• Wed. Oct 4th, 2023

CDC: Fentanyl led 2021 spike in drug overdose deaths


May 3, 2023


The synthetic opioid fentanyl caused the highest rate of drug overdose deaths in 2021, the Centers for Disease Control and Prevention said Wednesday.

The age-adjusted rate of drug overdose deaths was highest for deaths involving fentanyl — 21.6 for every 100,000 people, the CDC reported. That was followed by methamphetamine (9.6 deaths for every 100,000 people), cocaine (7.9), heroin (2.9), and oxycodone (1.5). That continues a trend dating back to 2016, the report found.

The federal agency noted that overdose deaths from fentanyl, methamphetamine and cocaine all increased gradually from 2016 to 2021, with fentanyl leading an even sharper spike after the onset of the COVID-19 pandemic in 2020. Overdose deaths from heroin and oxycodone decreased over the same period.

The report provides “a more in-depth analysis” of America’s growing drug addiction problem by analyzing the text of death certificates rather than medical diagnosis codes that often omit any mention of drug abuse, said CDC statistician Merianne Spencer.

“Males had higher rates of drug overdose deaths than females for all drugs analyzed in the study,” Ms. Spencer, the report’s author, told The Washington Times. “This study is also (to our knowledge) the first time we report rates of drug overdose deaths involving these specific drugs by five race/Hispanic origin categories.

According to the study, American Indians/Alaskan natives had the highest rate of drug overdose deaths involving fentanyl (33.1 per 100,000) and methamphetamine (27.4) of any racial or ethnic group.

» **SOURCE MATERIAL**:

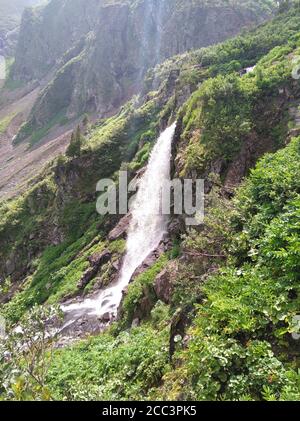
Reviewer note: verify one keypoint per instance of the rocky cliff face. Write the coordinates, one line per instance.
(101, 50)
(10, 19)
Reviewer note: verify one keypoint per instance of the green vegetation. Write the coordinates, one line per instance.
(5, 122)
(226, 331)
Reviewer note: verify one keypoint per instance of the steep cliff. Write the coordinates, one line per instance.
(10, 19)
(101, 51)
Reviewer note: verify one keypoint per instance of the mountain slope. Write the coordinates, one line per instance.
(10, 19)
(108, 46)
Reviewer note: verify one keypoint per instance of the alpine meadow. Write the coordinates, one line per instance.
(150, 202)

» **WHAT YOU WILL DO**:
1 – In the overdose article, which group had the highest rate of overdose deaths involving fentanyl and methamphetamine of any racial or ethnic group?
2 – Retype the passage of the overdose article starting at "The report provides" and ending at "or ethnic group.".

» **ANSWERS IN ORDER**:
1 – American Indians/Alaskan natives

2 –
The report provides “a more in-depth analysis” of America’s growing drug addiction problem by analyzing the text of death certificates rather than medical diagnosis codes that often omit any mention of drug abuse, said CDC statistician Merianne Spencer.

“Males had higher rates of drug overdose deaths than females for all drugs analyzed in the study,” Ms. Spencer, the report’s author, told The Washington Times. “This study is also (to our knowledge) the first time we report rates of drug overdose deaths involving these specific drugs by five race/Hispanic origin categories.

According to the study, American Indians/Alaskan natives had the highest rate of drug overdose deaths involving fentanyl (33.1 per 100,000) and methamphetamine (27.4) of any racial or ethnic group.